Daerah

Rezeki Terbaik adalah yang Cukup 

Sen, 7 Juni 2021 | 03:30 WIB

Rezeki Terbaik adalah yang Cukup 

Temu alumni Pesantren Denanyar di Kediri, Ahad (6/6). (Foto: istimewa)

Kediri, NU Online 

Ada cerita menarik dari Kiai Abdussalam Shohib, cicit KH Bisri Syansuri, ketika nyantri di Pesantren Ploso Kediri. Bahwa, masyarakat sekitar Ploso Mojo Kediri itu ketika menyebut para santri Ploso itu dengan sebutan Gus, walau santri tersebut bukan dari keluarga keturunan kiai pesantren. 

 

"Walau bukan Gus, ya dipanggil Gus, oleh masyarakat Ploso," ujar Wakil Ketua PWNU Jatim ini di hadapan para alumni Pesantren Denanyar yang tergabung dalam IKAPPMAM (Ikatan Alumni Pondok Pesantren Mamba'ul Ma'arif) Kediri pada Ahad (6/6). Acara berlangsung di kediaman salah satu alumni di Kedawung, Mojo Kediri.

> **Blok Data**
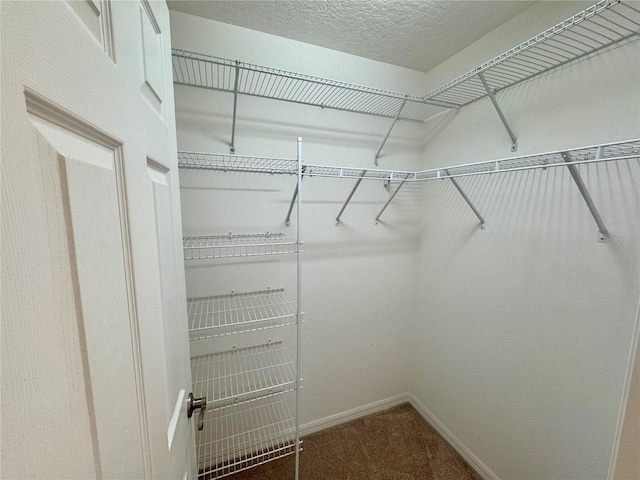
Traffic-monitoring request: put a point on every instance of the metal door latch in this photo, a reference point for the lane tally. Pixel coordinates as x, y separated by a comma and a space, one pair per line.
194, 403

> **Latihan Soal**
**A.** Jawablah pertanyaan berikut berdasarkan teks berita.
(i) Dengan sebutan apa masyarakat sekitar Ploso Mojo Kediri memanggil para santri Ploso?
(ii) Kiai Abdussalam Shohib adalah cicit siapa?
(iii) Di mana acara temu alumni itu berlangsung?
**B.** Tuliskan kembali bagian teks berita di antara "Sen, 7 Juni" dan "keturunan kiai pesantren.", termasuk keduanya, dan ganti "santri" dengan "murid".
Data tersebut tidak berkaitan dengan teks berita.

> **Jawaban Berurutan**
**A.**
(i) Gus
(ii) KH Bisri Syansuri
(iii) Di kediaman salah satu alumni di Kedawung, Mojo Kediri

**B.**
Sen, 7 Juni 2021 | 03:30 WIB

Rezeki Terbaik adalah yang Cukup 

Temu alumni Pesantren Denanyar di Kediri, Ahad (6/6). (Foto: istimewa)

Kediri, NU Online 

Ada cerita menarik dari Kiai Abdussalam Shohib, cicit KH Bisri Syansuri, ketika nyantri di Pesantren Ploso Kediri. Bahwa, masyarakat sekitar Ploso Mojo Kediri itu ketika menyebut para murid Ploso itu dengan sebutan Gus, walau murid tersebut bukan dari keluarga keturunan kiai pesantren.